- Task to complete: Could you write out all of the data again, word for word?

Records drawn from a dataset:
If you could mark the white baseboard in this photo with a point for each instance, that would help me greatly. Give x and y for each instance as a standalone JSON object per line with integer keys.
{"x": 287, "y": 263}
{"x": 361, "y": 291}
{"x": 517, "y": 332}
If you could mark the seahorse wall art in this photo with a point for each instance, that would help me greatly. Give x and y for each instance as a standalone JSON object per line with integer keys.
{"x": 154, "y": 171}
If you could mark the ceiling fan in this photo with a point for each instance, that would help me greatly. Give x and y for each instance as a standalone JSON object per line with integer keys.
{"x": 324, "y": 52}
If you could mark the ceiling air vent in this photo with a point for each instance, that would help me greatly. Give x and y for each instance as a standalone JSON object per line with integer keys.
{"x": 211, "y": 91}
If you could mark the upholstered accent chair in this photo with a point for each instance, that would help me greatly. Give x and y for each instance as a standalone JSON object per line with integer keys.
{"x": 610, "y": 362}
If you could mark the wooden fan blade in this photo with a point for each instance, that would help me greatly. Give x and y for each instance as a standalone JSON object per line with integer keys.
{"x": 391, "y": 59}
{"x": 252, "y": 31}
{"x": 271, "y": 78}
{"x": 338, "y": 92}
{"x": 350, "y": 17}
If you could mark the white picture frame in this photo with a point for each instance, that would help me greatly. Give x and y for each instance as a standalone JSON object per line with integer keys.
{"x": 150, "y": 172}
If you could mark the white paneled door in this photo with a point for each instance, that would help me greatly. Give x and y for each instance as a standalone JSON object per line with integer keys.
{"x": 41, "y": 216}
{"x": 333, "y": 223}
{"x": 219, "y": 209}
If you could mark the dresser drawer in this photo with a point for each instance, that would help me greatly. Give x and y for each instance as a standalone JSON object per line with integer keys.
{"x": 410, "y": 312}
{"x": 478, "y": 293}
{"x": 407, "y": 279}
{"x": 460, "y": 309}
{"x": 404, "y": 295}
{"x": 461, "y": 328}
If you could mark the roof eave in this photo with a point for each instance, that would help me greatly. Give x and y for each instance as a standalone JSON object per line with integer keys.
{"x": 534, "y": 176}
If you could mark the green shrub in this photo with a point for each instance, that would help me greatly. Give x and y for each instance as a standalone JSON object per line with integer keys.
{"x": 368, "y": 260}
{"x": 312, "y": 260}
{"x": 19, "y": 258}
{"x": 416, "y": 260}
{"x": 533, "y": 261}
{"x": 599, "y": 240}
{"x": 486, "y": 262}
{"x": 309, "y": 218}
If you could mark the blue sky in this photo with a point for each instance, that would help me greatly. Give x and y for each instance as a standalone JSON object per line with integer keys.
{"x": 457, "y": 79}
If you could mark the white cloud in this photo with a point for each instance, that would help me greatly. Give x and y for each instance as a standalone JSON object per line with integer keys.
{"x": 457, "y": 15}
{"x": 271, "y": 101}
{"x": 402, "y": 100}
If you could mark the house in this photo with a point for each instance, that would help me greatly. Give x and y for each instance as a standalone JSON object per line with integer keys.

- Written answer:
If you could mark the white baseboard in this photo with a point for each instance, that would help me greatly. Give x and y for each instance as a standalone JSON object per line with integer keys.
{"x": 287, "y": 263}
{"x": 361, "y": 291}
{"x": 517, "y": 332}
If you could mark the seahorse wall art in this photo with a point for each instance, that would help me greatly. Give x and y for each instance as a standalone JSON object per line with integer keys.
{"x": 154, "y": 171}
If you could mark the ceiling fan in this photo with a point for each instance, that would help me greatly. Give x and y for each instance as a standalone JSON object per line with integer keys.
{"x": 324, "y": 52}
If you could mark the ceiling air vent in this photo with a point for each instance, that would help me greatly. Give x and y for each instance as a standalone JSON object per line with integer keys.
{"x": 211, "y": 91}
If you could mark the upholstered accent chair in this photo with a point for each instance, that would help me greatly. Give x and y for each instance as a standalone JSON object per line with integer keys.
{"x": 610, "y": 362}
If you could mark the wooden fan blade in this photo with a point for each instance, that would help me greatly. Give x and y for each instance as a standalone JSON object per line with integer keys.
{"x": 391, "y": 59}
{"x": 252, "y": 31}
{"x": 271, "y": 78}
{"x": 338, "y": 92}
{"x": 350, "y": 17}
If you could mark the white picture frame in this photo with a point for each instance, that would help me greatly. Give x and y for each instance as a standalone JSON object per line with integer keys.
{"x": 150, "y": 172}
If you could mark the white paneled door in this photo with a point for each instance, that would help me greatly. Give x and y for each instance as a standalone JSON object per line with integer keys.
{"x": 41, "y": 216}
{"x": 333, "y": 223}
{"x": 219, "y": 209}
If you could mark the dresser drawer in this photo with a point for each instance, that would help me greatly. Give x and y for each instance as a standalone JSON object per line with integer keys.
{"x": 410, "y": 312}
{"x": 478, "y": 293}
{"x": 407, "y": 279}
{"x": 460, "y": 309}
{"x": 404, "y": 295}
{"x": 461, "y": 328}
If you could mark the roof eave in this photo with a point for each instance, that would help me greatly. Give x and y for each instance as a standalone JSON object per line with integer keys.
{"x": 534, "y": 176}
If you could mark the green shrub in this photo with a point for each instance, that would help me greatly. Give x and y for each instance as a standalone JSON object per line with integer keys.
{"x": 368, "y": 260}
{"x": 312, "y": 260}
{"x": 19, "y": 258}
{"x": 416, "y": 260}
{"x": 533, "y": 261}
{"x": 599, "y": 240}
{"x": 486, "y": 262}
{"x": 309, "y": 218}
If you could mark the blue sky in this photo with a point for each instance, that would help me greatly. Give x and y for each instance as a standalone JSON object per line with integer keys.
{"x": 457, "y": 79}
If you could mark the white cloud in this photo with a point for each instance, that would help me greatly. Give x and y for each instance as a standalone JSON object per line with integer keys.
{"x": 457, "y": 15}
{"x": 271, "y": 101}
{"x": 402, "y": 100}
If you could mark the house in this photo with a point for each instance, that would help me greatly. Give x and y for each instance as a standalone JSON object per line with integer keys.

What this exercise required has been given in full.